━━━ Data records
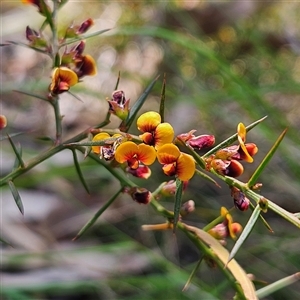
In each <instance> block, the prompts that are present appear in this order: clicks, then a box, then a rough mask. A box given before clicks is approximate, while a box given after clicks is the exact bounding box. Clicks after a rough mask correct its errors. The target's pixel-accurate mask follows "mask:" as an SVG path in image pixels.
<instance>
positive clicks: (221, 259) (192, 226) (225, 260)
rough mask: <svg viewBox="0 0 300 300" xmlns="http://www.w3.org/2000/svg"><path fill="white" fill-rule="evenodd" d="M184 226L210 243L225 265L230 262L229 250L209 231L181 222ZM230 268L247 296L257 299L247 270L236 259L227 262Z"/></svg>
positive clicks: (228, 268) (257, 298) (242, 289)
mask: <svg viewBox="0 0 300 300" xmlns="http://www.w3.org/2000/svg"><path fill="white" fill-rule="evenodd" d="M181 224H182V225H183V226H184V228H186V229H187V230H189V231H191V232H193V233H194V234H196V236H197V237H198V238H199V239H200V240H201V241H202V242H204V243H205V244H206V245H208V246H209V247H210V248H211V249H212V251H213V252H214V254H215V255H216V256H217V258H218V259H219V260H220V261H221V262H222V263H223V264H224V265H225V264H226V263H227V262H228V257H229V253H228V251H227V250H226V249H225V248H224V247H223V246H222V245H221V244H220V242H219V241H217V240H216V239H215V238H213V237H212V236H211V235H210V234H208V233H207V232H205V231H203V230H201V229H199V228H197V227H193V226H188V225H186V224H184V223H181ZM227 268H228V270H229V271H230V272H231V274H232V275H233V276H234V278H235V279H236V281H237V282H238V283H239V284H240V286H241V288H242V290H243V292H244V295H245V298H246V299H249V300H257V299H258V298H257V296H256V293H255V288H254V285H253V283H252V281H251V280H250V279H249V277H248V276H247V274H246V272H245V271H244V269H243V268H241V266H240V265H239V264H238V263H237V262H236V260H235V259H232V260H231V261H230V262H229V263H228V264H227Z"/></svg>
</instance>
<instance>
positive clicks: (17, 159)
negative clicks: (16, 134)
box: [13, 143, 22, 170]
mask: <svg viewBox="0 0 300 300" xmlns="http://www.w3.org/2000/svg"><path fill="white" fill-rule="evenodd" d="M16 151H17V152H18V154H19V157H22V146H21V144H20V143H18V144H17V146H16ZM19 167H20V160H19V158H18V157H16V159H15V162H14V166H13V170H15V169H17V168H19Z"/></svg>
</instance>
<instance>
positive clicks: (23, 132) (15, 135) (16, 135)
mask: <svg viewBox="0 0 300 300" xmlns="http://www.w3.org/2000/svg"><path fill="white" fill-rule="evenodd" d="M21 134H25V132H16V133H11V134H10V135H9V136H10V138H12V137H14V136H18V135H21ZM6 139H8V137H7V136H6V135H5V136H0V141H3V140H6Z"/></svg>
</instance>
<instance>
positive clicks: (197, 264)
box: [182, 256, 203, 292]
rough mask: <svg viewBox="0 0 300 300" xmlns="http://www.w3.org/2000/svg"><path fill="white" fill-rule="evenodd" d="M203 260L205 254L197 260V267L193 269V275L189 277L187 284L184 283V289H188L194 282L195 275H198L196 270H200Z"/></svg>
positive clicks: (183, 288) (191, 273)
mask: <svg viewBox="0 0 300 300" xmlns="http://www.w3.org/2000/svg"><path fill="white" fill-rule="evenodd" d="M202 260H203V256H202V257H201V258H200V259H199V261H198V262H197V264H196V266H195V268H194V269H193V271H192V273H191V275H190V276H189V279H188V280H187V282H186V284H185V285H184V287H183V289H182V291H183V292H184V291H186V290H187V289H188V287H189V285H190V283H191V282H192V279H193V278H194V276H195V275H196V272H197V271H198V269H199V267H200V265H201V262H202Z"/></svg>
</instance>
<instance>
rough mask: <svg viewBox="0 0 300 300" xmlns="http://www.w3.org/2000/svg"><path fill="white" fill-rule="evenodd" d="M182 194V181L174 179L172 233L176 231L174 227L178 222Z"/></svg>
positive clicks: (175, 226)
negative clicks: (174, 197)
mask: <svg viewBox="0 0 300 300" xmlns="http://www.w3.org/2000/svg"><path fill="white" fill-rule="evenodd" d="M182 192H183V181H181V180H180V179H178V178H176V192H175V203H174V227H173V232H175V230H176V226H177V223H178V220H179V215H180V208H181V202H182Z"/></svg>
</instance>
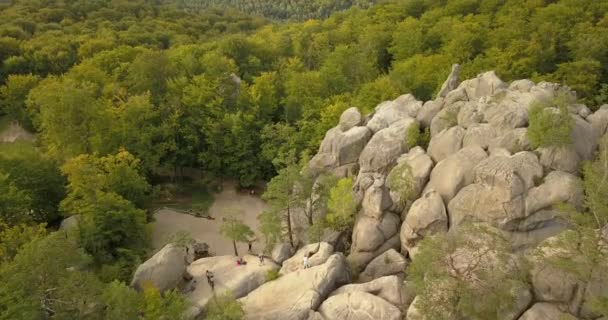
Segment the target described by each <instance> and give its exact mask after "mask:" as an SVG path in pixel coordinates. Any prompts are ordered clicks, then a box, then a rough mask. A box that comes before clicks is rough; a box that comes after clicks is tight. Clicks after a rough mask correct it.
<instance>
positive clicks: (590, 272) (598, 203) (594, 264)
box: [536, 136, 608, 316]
━━━━━━
_Activity:_
Return every line of the listing above verbatim, but leave out the pictures.

_Answer section:_
In each <instance> block, the prompts that are present appear in this order: clicks, then a box, then a rough mask. A box given before clicks is approximate, while a box given after clicks is the exact bounding box. Clicks after a rough mask correct its errors. The target's pixel-accurate mask follows "mask:" as an SVG path in image pixels.
<instance>
positive clicks: (221, 259) (192, 226) (225, 260)
rough mask: <svg viewBox="0 0 300 300" xmlns="http://www.w3.org/2000/svg"><path fill="white" fill-rule="evenodd" d="M184 226L210 243L225 265L230 262L229 250L209 231L181 222ZM230 268L247 296L257 299L247 270L236 259L227 262Z"/></svg>
positive clicks: (228, 268) (257, 298) (242, 289)
mask: <svg viewBox="0 0 300 300" xmlns="http://www.w3.org/2000/svg"><path fill="white" fill-rule="evenodd" d="M181 224H182V225H183V226H184V228H186V229H187V230H189V231H191V232H193V233H194V234H196V236H197V237H198V238H199V239H200V240H201V241H202V242H204V243H205V244H206V245H208V246H209V247H210V248H211V249H212V251H213V252H214V254H215V255H216V256H217V258H218V259H219V260H220V261H221V262H222V263H223V264H224V265H225V264H226V263H227V262H228V257H229V253H228V251H227V250H226V249H225V248H224V247H223V246H222V245H221V244H220V242H219V241H217V240H216V239H215V238H213V237H212V236H211V235H210V234H208V233H207V232H205V231H203V230H201V229H199V228H197V227H193V226H188V225H186V224H184V223H181ZM227 268H228V270H229V271H230V272H231V274H232V275H233V276H234V278H235V279H236V281H237V282H238V283H239V284H240V286H241V288H242V290H243V292H244V295H245V298H246V299H249V300H257V299H258V298H257V296H256V293H255V288H254V285H253V283H252V281H251V280H250V279H249V277H248V276H247V274H246V272H245V271H244V269H243V268H241V266H240V265H239V264H238V263H237V262H236V260H235V259H232V260H231V261H230V262H229V263H228V264H227Z"/></svg>
</instance>
<instance>
positive clicks: (17, 159)
negative clicks: (16, 134)
box: [13, 143, 22, 170]
mask: <svg viewBox="0 0 300 300" xmlns="http://www.w3.org/2000/svg"><path fill="white" fill-rule="evenodd" d="M16 151H17V152H18V154H19V157H22V146H21V144H20V143H18V144H17V146H16ZM19 167H20V160H19V158H18V157H16V159H15V162H14V166H13V170H15V169H17V168H19Z"/></svg>
</instance>
<instance>
positive clicks: (23, 132) (15, 135) (16, 135)
mask: <svg viewBox="0 0 300 300" xmlns="http://www.w3.org/2000/svg"><path fill="white" fill-rule="evenodd" d="M21 134H25V132H16V133H11V134H10V135H9V136H10V138H12V137H14V136H18V135H21ZM6 139H8V137H7V136H6V135H5V136H0V141H3V140H6Z"/></svg>
</instance>
<instance>
positive clicks: (197, 264)
box: [182, 256, 203, 292]
rough mask: <svg viewBox="0 0 300 300" xmlns="http://www.w3.org/2000/svg"><path fill="white" fill-rule="evenodd" d="M203 260L205 254L197 260V267L193 269V275L189 277L187 284L184 283V289H188L194 282L195 275H198L196 270H200Z"/></svg>
positive clicks: (183, 288) (191, 273)
mask: <svg viewBox="0 0 300 300" xmlns="http://www.w3.org/2000/svg"><path fill="white" fill-rule="evenodd" d="M202 260H203V256H202V257H201V258H200V259H199V261H198V262H197V264H196V266H195V268H194V269H193V271H192V273H191V275H190V276H189V279H188V280H187V282H186V284H185V285H184V287H183V289H182V291H183V292H184V291H186V290H187V289H188V287H189V285H190V283H191V282H192V279H193V278H194V276H195V275H196V272H197V271H198V269H199V267H200V265H201V262H202Z"/></svg>
</instance>
<instance>
rough mask: <svg viewBox="0 0 300 300" xmlns="http://www.w3.org/2000/svg"><path fill="white" fill-rule="evenodd" d="M182 194V181L174 179L172 233L176 231L174 227L178 222Z"/></svg>
positive clicks: (175, 226)
negative clicks: (174, 197)
mask: <svg viewBox="0 0 300 300" xmlns="http://www.w3.org/2000/svg"><path fill="white" fill-rule="evenodd" d="M182 192H183V181H181V180H180V179H178V178H176V192H175V203H174V227H173V232H175V230H176V226H177V223H178V220H179V215H180V208H181V202H182Z"/></svg>
</instance>
Segment the target described by each <instance> and give its exact mask after "mask:" as an SVG path in pixel coordinates. Any prompts are ordered clicks, then a box, then a rough mask. A box that comes before clicks is rough; a box that comes after clicks is tight. Clicks after a rough mask correct it.
<instance>
positive clicks: (590, 272) (598, 203) (594, 264)
box: [536, 136, 608, 316]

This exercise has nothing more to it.